What you have to do: Write out the records again, substituting "marker" for each occurrence of "keypoint" and leaving everything else unchanged.

*** Material for the task ***

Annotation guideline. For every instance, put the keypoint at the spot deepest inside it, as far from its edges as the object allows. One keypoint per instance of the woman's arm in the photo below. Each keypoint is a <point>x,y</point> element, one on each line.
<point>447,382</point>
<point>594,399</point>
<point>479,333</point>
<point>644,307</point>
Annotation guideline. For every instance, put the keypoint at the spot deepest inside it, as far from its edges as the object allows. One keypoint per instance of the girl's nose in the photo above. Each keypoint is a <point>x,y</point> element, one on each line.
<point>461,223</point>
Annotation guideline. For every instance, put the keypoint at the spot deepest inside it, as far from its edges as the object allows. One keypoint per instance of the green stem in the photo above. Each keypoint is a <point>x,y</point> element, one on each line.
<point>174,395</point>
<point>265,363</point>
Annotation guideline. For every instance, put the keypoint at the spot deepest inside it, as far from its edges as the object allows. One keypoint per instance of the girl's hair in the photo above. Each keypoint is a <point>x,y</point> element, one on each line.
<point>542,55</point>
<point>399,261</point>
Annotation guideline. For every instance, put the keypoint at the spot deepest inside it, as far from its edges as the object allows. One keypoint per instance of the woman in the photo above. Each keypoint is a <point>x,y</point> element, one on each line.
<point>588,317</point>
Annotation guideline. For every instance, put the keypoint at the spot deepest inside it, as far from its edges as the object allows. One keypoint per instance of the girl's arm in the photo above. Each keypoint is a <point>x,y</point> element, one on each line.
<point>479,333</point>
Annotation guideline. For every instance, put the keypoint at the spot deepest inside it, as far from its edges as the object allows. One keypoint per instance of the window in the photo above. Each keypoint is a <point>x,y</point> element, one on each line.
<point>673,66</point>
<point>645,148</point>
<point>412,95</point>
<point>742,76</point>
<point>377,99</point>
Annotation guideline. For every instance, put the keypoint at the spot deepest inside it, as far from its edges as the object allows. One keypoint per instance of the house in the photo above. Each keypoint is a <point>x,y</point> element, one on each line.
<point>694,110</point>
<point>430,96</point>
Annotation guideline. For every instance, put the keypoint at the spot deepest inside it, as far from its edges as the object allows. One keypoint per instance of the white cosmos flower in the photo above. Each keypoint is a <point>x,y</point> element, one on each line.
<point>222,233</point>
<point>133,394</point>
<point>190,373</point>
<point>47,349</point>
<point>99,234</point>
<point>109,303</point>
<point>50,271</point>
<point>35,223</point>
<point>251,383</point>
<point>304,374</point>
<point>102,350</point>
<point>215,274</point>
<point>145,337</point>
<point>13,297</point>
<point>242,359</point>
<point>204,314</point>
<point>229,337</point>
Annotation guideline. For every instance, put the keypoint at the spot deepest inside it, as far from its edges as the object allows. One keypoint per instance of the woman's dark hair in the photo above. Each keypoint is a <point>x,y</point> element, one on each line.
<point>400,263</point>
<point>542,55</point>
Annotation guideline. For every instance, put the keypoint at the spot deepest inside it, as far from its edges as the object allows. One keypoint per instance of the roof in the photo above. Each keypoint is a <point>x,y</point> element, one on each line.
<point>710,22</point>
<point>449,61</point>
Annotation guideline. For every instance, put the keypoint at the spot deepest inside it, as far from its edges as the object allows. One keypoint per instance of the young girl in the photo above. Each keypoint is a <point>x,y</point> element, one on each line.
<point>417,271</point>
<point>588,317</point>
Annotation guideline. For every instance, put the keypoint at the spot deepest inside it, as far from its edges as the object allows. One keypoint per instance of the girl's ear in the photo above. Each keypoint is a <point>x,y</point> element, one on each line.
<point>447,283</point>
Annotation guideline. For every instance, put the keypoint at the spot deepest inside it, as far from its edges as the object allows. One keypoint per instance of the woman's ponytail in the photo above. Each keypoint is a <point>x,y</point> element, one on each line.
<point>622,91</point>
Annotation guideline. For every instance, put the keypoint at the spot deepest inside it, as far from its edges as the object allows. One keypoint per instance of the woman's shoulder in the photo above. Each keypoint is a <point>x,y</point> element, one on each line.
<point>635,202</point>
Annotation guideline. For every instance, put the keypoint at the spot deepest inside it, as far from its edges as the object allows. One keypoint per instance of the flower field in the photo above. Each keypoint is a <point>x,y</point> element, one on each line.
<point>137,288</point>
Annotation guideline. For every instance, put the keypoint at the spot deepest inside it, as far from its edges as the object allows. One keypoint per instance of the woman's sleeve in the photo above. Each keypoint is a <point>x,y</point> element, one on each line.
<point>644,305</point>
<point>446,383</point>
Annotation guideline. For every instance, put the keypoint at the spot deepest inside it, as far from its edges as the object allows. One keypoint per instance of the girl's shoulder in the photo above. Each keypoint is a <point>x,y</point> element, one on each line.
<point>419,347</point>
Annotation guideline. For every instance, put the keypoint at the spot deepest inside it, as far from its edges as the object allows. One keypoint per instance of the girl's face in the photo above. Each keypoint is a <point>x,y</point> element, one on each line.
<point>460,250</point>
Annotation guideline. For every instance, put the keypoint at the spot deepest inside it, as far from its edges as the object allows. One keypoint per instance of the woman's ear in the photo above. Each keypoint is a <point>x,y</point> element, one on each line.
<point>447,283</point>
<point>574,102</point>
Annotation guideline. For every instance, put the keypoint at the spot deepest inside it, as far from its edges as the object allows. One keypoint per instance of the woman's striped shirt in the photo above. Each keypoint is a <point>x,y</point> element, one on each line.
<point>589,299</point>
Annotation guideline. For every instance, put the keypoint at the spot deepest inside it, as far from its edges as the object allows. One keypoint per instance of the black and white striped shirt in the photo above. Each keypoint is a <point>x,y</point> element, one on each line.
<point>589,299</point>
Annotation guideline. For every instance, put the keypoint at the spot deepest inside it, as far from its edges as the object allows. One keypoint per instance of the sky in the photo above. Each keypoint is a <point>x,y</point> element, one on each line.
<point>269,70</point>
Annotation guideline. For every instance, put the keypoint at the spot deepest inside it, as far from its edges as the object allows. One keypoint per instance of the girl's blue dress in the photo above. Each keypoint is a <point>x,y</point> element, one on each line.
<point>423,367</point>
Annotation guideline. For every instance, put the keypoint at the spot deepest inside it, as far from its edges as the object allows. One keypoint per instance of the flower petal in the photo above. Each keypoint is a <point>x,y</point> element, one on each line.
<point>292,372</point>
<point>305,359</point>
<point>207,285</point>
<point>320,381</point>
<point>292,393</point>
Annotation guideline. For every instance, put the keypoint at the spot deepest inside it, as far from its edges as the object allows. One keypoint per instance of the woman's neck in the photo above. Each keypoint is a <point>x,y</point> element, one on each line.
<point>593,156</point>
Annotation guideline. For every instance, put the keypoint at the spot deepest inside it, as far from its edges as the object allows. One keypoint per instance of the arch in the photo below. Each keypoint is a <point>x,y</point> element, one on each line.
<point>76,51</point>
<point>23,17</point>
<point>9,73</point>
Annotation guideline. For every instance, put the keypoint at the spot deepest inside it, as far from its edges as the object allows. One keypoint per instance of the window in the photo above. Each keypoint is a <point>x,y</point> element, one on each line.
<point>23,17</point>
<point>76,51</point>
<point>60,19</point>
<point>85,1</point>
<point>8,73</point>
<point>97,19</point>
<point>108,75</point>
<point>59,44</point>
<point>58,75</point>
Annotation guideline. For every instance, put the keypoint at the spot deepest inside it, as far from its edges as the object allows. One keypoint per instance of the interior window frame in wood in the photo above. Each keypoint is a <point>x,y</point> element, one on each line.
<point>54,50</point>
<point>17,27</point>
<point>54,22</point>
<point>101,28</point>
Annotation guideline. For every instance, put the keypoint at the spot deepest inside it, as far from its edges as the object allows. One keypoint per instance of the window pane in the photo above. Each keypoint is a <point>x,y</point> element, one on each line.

***

Output for this exercise:
Annotation guideline. For every instance, put the marker at the spot deepest inside it, as far from its edges as the object allows. One marker per instance of the woman's arm in the photo below. Each marker is a <point>x,y</point> element, one on each line.
<point>447,382</point>
<point>594,399</point>
<point>479,333</point>
<point>644,307</point>
Annotation guideline. For every instance, put the marker at the spot deepest inside it, as far from its edges as the object allows. One marker per instance of the girl's nose in the photo above. Each marker is a <point>x,y</point> element, one on each line.
<point>461,223</point>
Annotation guideline. For every instance, put the marker at the spot deepest inside it, as far from its edges as the object allows. One marker per instance of the green stem in the photo above. Each marker is a <point>x,y</point> element, one on each line.
<point>174,395</point>
<point>265,363</point>
Annotation guideline. For every instance, put the marker at the spot deepest inside it, as far from its edges as the object allows. One marker per instance of the girl's hair in the photo above. Each marker is a <point>x,y</point> element, one on each line.
<point>542,55</point>
<point>399,261</point>
Annotation guideline. For every instance, put the marker at the spot deepest inside it, as far from its edges as the object allows. One marker per instance of the woman in the photo above. Each marker is a <point>x,y</point> element, one on each line.
<point>588,317</point>
Annotation guideline. For every instance, put the marker at the spot deepest inside it, as far from its edges as the object allows. One marker per instance of the girl's arm in the photo above. Each marker is a <point>x,y</point> element, one on each line.
<point>479,333</point>
Annotation guideline. For every instance, put the marker at the spot deepest inside it, as far from its edges as the object allows. One marker per instance of the window in the photo above. Each marker is a <point>x,y</point> element, one on each line.
<point>673,66</point>
<point>645,148</point>
<point>412,95</point>
<point>742,76</point>
<point>377,99</point>
Annotation guideline. For every instance, put the marker at the spot deepest inside it, as far from its edges as the object allows. One marker per instance of the house in the photo above. Each marker is a <point>x,y</point> element, one on each line.
<point>694,110</point>
<point>430,96</point>
Annotation guideline. For every instance, put the marker at the spot deepest inside it, as far from its edges as the object allows. One marker per instance of the white cosmos flower in the photo above. Each marker is a <point>x,y</point> element, one on each line.
<point>222,233</point>
<point>133,394</point>
<point>190,373</point>
<point>47,349</point>
<point>99,234</point>
<point>109,303</point>
<point>50,271</point>
<point>35,223</point>
<point>251,383</point>
<point>304,374</point>
<point>102,350</point>
<point>215,274</point>
<point>145,337</point>
<point>13,297</point>
<point>242,359</point>
<point>204,314</point>
<point>229,337</point>
Annotation guideline. For every instance, put the marker at the spot deepest inside it, as far from its edges as the object allows. One marker per instance of the woman's dark hair in the photo above. Each marker is a <point>x,y</point> element, one on each line.
<point>400,263</point>
<point>542,55</point>
Annotation guideline. For every instance, put the marker at the spot deepest inside it, as far from its edges as the object allows. One marker per instance of the roof in the photo above. Each marker is a <point>x,y</point> element, one on each line.
<point>710,22</point>
<point>449,61</point>
Annotation guideline. For every instance, put the marker at the spot deepest inside it, as far from its edges as the object allows. One marker per instance of the young girl in the photo above. Each marker is a <point>x,y</point> element, one on each line.
<point>417,271</point>
<point>588,317</point>
Annotation guideline. For every instance, put the marker at the spot deepest inside it, as far from its edges as the object allows. One marker per instance of the girl's ear in the photo above. Each marker is a <point>x,y</point> element, one on each line.
<point>447,283</point>
Annotation guideline. For every instance, put the marker at the spot deepest inside it, as far from its edges as the object allows. One marker per instance of the woman's ponytail in the photo above. Each marker is a <point>x,y</point> element, one on each line.
<point>622,91</point>
Annotation guideline. For every instance, put the marker at the spot deepest inside it, as far from its edges as the object allows. One marker per instance of the woman's shoulder in the photo above. Each marker is a <point>x,y</point> element, one on each line.
<point>635,202</point>
Annotation guideline. For every instance, put the marker at the spot deepest inside it, as far from its edges as the object allows. One marker per instance of the flower field in the photo above. Each marker is a <point>x,y</point> element, one on each line.
<point>137,288</point>
Annotation guideline. For every instance, put the marker at the spot deepest inside it, as far from its edges as the object allows. One marker per instance of the woman's sleeve in the photo above. Each marker is a <point>x,y</point> element, one on each line.
<point>644,305</point>
<point>446,383</point>
Annotation guideline. For every instance, put the marker at the spot deepest inside it, as far from its edges as the object allows. One marker per instance of the girl's shoulder in the photo above. Each marker is a <point>x,y</point> element, one on each line.
<point>419,347</point>
Annotation guideline. For every instance, put the marker at the spot deepest inside it, as far from its edges as the object allows. One marker per instance of the girl's face in the photo above. Each marker is a <point>x,y</point> element, one on each line.
<point>460,250</point>
Annotation guideline. For every instance, put the marker at the spot deepest inside it, as far from its edges as the object allows. One marker per instance of the woman's ear in the photo above. Each marker is a <point>x,y</point> element, one on each line.
<point>447,283</point>
<point>574,102</point>
Annotation guideline. For every instance, put the marker at the spot deepest inside it, as far from its edges as the object allows. One marker per instance of the woman's striped shirt in the photo above. Each marker is a <point>x,y</point> element, one on each line.
<point>589,299</point>
Annotation guideline. For every instance, put the marker at the spot deepest inside it, as far from its edges as the object allows. One marker per instance of the black and white striped shirt in the photo above. Each marker is a <point>x,y</point> element, one on each line.
<point>589,299</point>
Annotation guideline. For every instance, put the marker at the spot deepest inside it, as far from its edges as the object allows. One marker per instance of the sky in the photo above. Each marker is a <point>x,y</point> element, one on each line.
<point>269,70</point>
Annotation guideline. For every instance, put the marker at the spot deepest inside it, as far from its edges as the object allows. One marker per instance of the girl's blue dress in the photo above. Each marker is a <point>x,y</point> element, one on each line.
<point>423,367</point>
Annotation guideline. For every instance, put the marker at the spot deepest inside it, as far from its edges as the object allows. One marker per instance of the flower petal in the photo above. Each marker is a <point>x,y</point> element, one on each line.
<point>292,372</point>
<point>305,359</point>
<point>207,285</point>
<point>320,381</point>
<point>292,393</point>
Annotation guideline. For every instance, put the marker at the spot deepest inside it, as far from its edges as the object allows. One marker per instance of the woman's neck in the photo above. Each marker is a <point>x,y</point> element, one on each line.
<point>593,156</point>
Annotation guideline. For every instance, put the marker at the spot deepest inside it, as far from its edges as the object allows. One marker per instance of the arch in the photo below. Each marker is a <point>x,y</point> element, one on each line.
<point>76,51</point>
<point>23,17</point>
<point>9,73</point>
Annotation guideline. For every instance, put the marker at the spot deepest inside it, as far from its edges as the object allows. One marker per instance of the window in the photo above. Each marker is a <point>x,y</point> element, one on each line.
<point>23,17</point>
<point>76,51</point>
<point>60,19</point>
<point>85,1</point>
<point>8,73</point>
<point>97,19</point>
<point>108,75</point>
<point>59,44</point>
<point>58,75</point>
Annotation guideline. For every instance, put the marker at the spot deepest inside it, as far from its edges as the object allows. One marker per instance of the interior window frame in wood in the photo above. Each marker is a <point>x,y</point> element, one on each line.
<point>54,50</point>
<point>17,27</point>
<point>54,22</point>
<point>101,28</point>
Annotation guideline. For every instance, put the marker at the spot deepest inside it, as far from its edges as the object allows. One marker per instance of the window pane in the photo above. Each marker is a <point>x,y</point> element, one on each line.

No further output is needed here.